- **Action item A**: In the news brief below about the heart solution settlements, why did the two newspaper publishers file suit? Answer in one to three sentences.
- **Action item B**: Resume the news brief below about the heart solution settlements, starting after its final sentence.

- **Passage shown**:
-*-

Heart solution maker settled for more than $6M
By News in Brief
Published: November 17, 2008
The maker of a solution used in heart surgery paid more than $6 million to settle six cases in which a patients died after surgery at Mary Washington Hospital near Fredericksburg in 2004 and 2005.
Central Admixture Pharmacy Services, its parent company, B. Braun Medical, and the families of the patients attempted to keep the settlements secret.
However, the publishers of the Fredericksburg Free Lance-Star and the Richmond Times-Dispatch filed suit, contending that state law requires settlement amounts in wrongful death cases to be open to the public.
The trial judge sealed the settlements at the request of the parties but agreed with the newspapers that state law required the agreements to be public. She stayed disclosure until the case could be appealed to the Supreme Court of Virginia.
The high court ruled in September that the settlements must be public, and they were released last week after the Supreme Court entered the mandate in the case.
In addition to payments to the families of the patients who died, the company settled three cases in which the patient alleged injuries from the solution but survived. One case is still pending.

-*-

- **Provided material**:
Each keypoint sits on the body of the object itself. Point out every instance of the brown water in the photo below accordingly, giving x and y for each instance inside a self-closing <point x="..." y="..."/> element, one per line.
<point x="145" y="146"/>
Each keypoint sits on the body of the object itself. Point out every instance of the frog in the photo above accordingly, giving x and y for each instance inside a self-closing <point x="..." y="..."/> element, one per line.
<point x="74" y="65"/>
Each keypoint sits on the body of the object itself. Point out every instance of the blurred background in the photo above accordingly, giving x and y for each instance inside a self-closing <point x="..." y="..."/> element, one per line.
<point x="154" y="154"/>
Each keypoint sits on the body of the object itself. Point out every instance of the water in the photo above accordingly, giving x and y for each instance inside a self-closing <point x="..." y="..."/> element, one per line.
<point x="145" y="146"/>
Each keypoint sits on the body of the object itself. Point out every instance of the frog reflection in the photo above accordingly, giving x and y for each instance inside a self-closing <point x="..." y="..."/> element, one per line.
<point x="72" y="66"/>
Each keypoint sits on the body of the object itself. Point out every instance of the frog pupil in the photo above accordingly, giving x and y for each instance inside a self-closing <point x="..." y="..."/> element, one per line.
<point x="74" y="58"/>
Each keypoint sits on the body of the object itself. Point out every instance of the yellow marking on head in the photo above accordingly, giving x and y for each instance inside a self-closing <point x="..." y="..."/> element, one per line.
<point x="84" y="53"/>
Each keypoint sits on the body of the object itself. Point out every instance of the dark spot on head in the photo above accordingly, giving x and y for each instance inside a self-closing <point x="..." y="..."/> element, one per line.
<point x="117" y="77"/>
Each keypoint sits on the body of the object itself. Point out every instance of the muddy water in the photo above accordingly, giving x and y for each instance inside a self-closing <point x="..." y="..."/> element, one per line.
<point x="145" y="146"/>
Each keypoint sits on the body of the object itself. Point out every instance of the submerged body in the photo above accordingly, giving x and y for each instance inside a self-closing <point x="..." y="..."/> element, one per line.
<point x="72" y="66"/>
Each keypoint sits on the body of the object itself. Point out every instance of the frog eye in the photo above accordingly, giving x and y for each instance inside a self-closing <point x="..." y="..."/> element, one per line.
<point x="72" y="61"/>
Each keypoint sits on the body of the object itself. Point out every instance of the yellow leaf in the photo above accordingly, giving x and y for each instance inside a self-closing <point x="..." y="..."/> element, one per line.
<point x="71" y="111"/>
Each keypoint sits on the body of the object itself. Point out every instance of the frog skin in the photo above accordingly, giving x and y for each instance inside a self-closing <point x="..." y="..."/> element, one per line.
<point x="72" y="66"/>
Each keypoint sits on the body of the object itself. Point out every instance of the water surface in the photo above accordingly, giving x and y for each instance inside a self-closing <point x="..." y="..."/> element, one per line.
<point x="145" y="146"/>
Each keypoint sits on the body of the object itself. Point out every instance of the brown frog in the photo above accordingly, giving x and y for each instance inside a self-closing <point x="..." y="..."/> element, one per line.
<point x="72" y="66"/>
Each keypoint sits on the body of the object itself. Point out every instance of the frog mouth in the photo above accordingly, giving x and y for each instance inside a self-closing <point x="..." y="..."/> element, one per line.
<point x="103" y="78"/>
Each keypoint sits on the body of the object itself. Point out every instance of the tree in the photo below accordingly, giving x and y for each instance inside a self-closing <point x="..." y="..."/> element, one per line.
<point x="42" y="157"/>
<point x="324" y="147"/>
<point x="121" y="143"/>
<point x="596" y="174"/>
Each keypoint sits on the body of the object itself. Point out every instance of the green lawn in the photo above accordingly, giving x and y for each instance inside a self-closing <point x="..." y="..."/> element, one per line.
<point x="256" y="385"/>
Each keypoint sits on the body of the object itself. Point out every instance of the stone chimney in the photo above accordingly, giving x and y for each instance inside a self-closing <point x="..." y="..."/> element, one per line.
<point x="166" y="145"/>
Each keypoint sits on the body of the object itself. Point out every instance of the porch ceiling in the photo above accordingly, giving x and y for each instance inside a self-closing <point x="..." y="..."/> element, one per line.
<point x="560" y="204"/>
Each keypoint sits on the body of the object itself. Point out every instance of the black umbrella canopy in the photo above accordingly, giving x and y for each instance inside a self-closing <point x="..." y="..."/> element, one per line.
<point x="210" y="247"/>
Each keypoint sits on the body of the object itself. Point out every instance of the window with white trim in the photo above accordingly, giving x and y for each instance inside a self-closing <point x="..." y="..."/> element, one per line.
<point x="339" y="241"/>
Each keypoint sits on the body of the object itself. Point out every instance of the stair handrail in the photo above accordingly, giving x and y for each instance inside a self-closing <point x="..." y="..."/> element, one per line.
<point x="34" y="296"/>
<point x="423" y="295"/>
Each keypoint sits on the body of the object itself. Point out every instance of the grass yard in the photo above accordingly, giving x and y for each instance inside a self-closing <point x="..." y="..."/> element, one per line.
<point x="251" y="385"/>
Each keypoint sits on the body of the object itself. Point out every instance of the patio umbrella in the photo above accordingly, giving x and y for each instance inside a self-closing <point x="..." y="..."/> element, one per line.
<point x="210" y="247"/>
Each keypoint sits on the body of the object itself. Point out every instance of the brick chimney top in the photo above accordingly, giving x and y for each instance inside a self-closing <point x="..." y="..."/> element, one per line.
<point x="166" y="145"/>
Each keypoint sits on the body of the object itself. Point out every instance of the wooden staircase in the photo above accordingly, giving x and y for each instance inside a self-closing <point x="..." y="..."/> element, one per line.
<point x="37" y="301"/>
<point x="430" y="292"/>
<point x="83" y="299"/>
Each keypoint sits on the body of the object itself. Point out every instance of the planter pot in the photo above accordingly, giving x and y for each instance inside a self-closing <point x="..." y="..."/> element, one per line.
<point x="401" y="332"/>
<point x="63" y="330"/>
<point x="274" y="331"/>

-*-

- **Task result A**: The publishers of the Fredericksburg Free Lance-Star and the Richmond Times-Dispatch filed suit because the parties had tried to keep the settlements secret. The publishers contended that state law requires settlement amounts in wrongful death cases to be open to the public.

- **Task result B**:
State law requires court approval of settlements only in wrongful death cases or in cases in which payments are made to minors or someone under some other legal disability, so the settlement amounts in the cases in which the patients survived have not been disclosed.
CAPS provided a solution called cardioplegia, which is injected at three stages of bypass surgery to stop, maintain and revive the heart. Tests showed that the solution was contaminated by bacteria.
Tests at the lab found bacteria and unsterile conditions. Under pressure from the FDA, the company shut down the lab and recalled all injectable products – not just cardioplegia – that hospitals had on hand in September 2005. The lab subsequently reopened.
The Virginia Department of Health concluded that CAPS was “the most likely source of the cluster of [systemic inflammatory response syndrome] observed” at Mary Washington.
CAPS disputed that conclusion and the settlement papers contain a denial of liability.